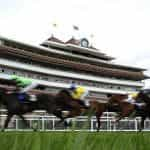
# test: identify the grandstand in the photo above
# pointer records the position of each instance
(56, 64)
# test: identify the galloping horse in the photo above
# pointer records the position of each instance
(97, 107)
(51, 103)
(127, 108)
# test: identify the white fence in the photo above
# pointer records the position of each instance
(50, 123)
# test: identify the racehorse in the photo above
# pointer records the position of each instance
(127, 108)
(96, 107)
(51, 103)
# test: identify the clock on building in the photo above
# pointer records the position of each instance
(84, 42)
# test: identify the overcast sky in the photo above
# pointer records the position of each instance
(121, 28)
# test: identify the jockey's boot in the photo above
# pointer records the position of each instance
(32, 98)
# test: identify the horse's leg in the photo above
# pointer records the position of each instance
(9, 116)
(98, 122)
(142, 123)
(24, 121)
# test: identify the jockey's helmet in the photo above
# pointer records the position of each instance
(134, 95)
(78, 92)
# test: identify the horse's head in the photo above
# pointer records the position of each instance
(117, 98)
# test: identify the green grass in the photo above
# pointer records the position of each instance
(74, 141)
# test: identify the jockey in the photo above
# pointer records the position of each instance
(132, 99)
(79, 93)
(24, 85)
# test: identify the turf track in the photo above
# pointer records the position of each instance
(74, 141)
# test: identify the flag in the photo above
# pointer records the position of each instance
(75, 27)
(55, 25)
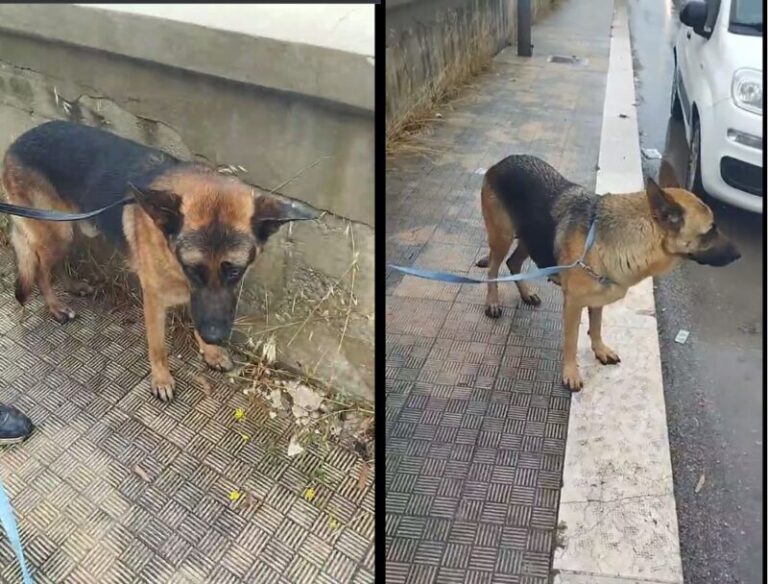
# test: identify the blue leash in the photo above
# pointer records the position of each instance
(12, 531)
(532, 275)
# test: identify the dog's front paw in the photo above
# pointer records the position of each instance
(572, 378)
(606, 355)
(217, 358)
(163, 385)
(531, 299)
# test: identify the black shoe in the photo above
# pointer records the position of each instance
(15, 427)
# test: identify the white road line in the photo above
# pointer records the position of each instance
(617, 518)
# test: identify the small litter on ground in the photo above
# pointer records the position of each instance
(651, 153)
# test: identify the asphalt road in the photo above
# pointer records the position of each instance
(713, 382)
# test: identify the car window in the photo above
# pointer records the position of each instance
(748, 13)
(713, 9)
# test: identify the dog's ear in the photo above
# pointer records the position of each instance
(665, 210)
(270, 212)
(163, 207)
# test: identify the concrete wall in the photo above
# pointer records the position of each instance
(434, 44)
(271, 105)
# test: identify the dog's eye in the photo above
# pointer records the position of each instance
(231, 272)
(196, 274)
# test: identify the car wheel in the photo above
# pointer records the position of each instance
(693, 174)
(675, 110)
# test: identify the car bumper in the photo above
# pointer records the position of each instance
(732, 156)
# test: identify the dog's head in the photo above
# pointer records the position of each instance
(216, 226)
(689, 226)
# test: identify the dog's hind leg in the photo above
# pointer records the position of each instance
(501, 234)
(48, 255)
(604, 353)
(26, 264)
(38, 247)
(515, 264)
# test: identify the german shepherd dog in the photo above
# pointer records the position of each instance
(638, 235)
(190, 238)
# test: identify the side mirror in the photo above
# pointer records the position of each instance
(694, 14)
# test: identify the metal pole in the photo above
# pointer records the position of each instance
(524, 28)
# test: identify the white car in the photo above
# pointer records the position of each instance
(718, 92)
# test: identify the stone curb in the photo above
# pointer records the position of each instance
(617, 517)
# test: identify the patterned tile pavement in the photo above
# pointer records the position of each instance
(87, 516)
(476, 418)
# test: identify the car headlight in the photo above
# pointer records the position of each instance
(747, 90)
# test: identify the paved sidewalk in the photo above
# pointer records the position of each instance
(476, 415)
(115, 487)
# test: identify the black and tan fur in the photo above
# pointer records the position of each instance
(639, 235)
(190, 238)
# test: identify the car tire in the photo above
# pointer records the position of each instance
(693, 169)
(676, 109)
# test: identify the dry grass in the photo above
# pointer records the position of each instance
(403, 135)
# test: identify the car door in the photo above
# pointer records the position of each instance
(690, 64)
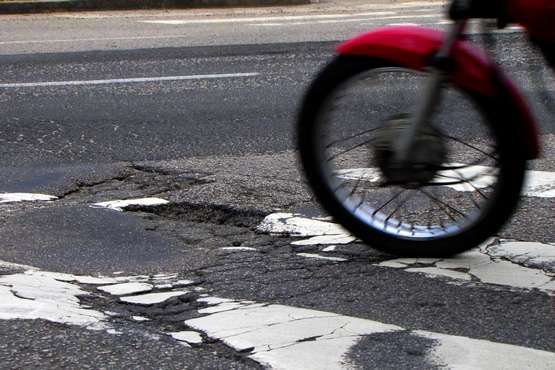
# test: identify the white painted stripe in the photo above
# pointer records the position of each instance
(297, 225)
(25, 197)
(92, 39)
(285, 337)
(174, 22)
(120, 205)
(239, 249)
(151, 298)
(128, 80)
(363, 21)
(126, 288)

= = = = =

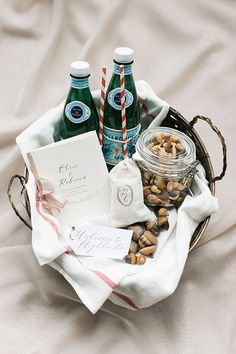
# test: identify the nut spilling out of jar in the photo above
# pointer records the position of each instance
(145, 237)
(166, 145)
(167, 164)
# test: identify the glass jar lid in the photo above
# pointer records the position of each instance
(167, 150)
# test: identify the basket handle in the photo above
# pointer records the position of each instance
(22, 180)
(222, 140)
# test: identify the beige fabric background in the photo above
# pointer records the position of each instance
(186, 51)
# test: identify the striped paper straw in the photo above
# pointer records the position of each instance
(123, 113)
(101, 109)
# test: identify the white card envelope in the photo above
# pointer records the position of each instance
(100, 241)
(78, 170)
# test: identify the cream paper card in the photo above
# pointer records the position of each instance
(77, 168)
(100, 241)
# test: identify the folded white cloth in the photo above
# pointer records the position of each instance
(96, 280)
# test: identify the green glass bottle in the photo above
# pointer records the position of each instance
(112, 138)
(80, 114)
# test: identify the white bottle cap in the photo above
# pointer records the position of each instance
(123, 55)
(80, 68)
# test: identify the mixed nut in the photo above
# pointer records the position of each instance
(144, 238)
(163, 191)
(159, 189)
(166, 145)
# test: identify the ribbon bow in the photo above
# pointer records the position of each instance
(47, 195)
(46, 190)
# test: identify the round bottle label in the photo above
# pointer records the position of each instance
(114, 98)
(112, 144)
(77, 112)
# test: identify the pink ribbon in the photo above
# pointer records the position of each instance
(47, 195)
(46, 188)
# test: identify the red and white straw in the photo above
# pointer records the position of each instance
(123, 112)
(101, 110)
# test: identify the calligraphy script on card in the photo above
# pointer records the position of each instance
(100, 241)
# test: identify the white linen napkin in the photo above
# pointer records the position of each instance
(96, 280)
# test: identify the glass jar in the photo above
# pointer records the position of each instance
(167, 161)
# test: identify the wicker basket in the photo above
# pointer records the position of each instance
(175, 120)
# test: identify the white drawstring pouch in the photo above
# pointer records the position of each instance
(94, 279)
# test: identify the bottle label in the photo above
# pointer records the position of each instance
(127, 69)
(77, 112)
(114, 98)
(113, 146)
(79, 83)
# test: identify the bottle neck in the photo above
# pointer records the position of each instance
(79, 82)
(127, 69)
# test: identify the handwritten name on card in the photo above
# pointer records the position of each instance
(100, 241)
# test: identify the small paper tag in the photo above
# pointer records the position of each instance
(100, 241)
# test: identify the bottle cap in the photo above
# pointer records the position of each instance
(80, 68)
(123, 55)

= = = = =

Please gather every line of the rows above that contains the word "small", matching case exactly.

SOLUTION FOR THIS TASK:
# test: identify the small litter on ground in the photo above
# test: identify the small paper tag in the photo above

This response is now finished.